## GIVEN EXERCISE:
Copy each of the items below word for word, leaving every line unchanged.
** Start **
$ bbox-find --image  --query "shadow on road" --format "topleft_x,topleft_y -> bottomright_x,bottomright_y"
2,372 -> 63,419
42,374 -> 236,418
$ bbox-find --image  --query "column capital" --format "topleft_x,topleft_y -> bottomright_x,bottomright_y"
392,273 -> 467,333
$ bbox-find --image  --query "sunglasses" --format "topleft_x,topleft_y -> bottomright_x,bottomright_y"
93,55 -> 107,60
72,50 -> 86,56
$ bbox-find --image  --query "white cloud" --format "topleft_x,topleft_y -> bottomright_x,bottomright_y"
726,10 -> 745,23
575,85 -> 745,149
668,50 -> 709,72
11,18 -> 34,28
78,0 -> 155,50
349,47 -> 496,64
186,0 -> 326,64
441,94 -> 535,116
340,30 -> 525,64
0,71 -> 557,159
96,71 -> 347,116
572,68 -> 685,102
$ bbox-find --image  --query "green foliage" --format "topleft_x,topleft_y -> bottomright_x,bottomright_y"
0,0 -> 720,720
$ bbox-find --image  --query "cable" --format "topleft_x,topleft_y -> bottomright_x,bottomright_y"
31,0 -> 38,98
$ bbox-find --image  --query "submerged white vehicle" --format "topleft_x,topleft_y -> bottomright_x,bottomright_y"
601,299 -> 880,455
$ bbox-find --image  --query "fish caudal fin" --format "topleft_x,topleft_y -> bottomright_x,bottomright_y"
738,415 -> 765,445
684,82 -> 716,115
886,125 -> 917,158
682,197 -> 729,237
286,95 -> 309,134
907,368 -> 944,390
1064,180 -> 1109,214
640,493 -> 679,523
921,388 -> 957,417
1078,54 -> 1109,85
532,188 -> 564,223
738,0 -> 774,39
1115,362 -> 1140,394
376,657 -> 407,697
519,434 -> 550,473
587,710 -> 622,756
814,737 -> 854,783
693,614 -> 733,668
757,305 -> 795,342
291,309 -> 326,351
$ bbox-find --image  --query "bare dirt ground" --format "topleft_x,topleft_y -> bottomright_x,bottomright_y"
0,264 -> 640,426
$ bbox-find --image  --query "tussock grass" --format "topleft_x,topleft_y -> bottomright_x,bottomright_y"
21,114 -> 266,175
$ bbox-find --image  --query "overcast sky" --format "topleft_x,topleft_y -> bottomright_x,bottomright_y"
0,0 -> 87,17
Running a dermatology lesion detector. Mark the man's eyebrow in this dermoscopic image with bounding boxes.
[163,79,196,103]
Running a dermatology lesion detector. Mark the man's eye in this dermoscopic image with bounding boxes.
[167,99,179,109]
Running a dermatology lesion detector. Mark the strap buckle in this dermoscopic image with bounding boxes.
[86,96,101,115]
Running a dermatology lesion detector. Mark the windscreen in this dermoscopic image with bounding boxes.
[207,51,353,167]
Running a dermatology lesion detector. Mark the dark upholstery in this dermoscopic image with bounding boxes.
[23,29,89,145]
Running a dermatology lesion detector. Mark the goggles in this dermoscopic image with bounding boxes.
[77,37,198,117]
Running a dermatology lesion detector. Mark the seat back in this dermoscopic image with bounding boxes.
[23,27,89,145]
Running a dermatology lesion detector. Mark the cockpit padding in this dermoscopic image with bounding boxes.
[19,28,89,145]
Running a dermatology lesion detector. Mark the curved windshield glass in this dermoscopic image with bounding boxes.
** End **
## EXERCISE OUTPUT:
$ bbox-find --image  --query "shadow on road" --format "topleft_x,topleft_y -> bottomright_x,bottomright_y"
2,372 -> 63,419
42,374 -> 236,418
$ bbox-find --image  --query "column capital" --format "topleft_x,topleft_y -> bottomright_x,bottomright_y"
392,273 -> 467,333
$ bbox-find --image  --query "sunglasses" --format "topleft_x,topleft_y -> bottomright_x,bottomright_y"
93,55 -> 107,60
72,50 -> 86,56
$ bbox-find --image  --query "white cloud" --format "topleft_x,topleft_y -> bottomright_x,bottomright_y"
726,10 -> 745,23
575,85 -> 745,149
668,50 -> 709,72
11,18 -> 34,28
78,0 -> 155,50
349,47 -> 496,64
186,0 -> 326,64
441,94 -> 535,116
340,30 -> 525,64
0,71 -> 557,159
96,71 -> 347,116
572,68 -> 685,102
$ bbox-find --image  --query "green foliage" --format "topleft_x,topleft_y -> bottomright_x,bottomright_y"
0,0 -> 720,720
$ bbox-find --image  --query "cable" --format "topleft_x,topleft_y -> bottomright_x,bottomright_y"
31,0 -> 38,98
$ bbox-find --image  --query "submerged white vehicle" --format "topleft_x,topleft_y -> bottomright_x,bottomright_y"
601,299 -> 880,455
$ bbox-find --image  --query "fish caudal fin" --format "topleft_x,topleft_y -> bottomright_x,bottomright_y"
738,415 -> 765,445
684,82 -> 716,115
886,125 -> 917,158
682,197 -> 729,237
286,95 -> 309,134
907,368 -> 944,390
1064,180 -> 1109,214
640,493 -> 679,523
921,388 -> 957,417
1078,54 -> 1109,85
532,188 -> 564,223
738,0 -> 774,39
1115,362 -> 1140,394
376,657 -> 407,697
519,434 -> 550,473
587,710 -> 622,756
814,737 -> 854,783
693,614 -> 733,668
757,305 -> 795,342
291,309 -> 326,351
$ bbox-find --image  --query "bare dirt ground" --format "topleft_x,topleft_y -> bottomright_x,bottomright_y"
0,264 -> 640,426
$ bbox-find --image  --query "tussock grass" --format "topleft_x,topleft_y -> bottomright_x,bottomright_y"
21,114 -> 266,175
$ bbox-find --image  --query "overcast sky" --format "topleft_x,topleft_y -> bottomright_x,bottomright_y"
0,0 -> 87,17
Running a dermatology lesion detector. Mark the man's eyebrow in this dermoscopic image with bounding boxes.
[163,79,196,103]
Running a dermatology lesion detector. Mark the man's eye in this dermoscopic image with bounding boxes.
[167,99,179,109]
Running a dermatology lesion detector. Mark the strap buckle in this dermoscopic image with bounding boxes.
[86,96,101,115]
Running a dermatology lesion detector. Mark the windscreen in this dermoscopic image with bounding boxes.
[207,51,353,167]
Running a dermatology lesion detector. Mark the dark upholstery in this dermoscopic image with bounding boxes.
[23,29,89,145]
Running a dermatology lesion detector. Mark the goggles in this dermoscopic image with bounding boxes.
[77,37,198,117]
Running a dermatology lesion detector. Mark the seat back in this dermoscopic image with bounding boxes.
[23,27,89,145]
Running a dermatology lesion detector. Mark the cockpit padding in this dermoscopic image with bounding boxes.
[19,28,89,145]
Running a dermatology lesion detector. Mark the curved windshield glass in this dermoscopic image with bounding boxes.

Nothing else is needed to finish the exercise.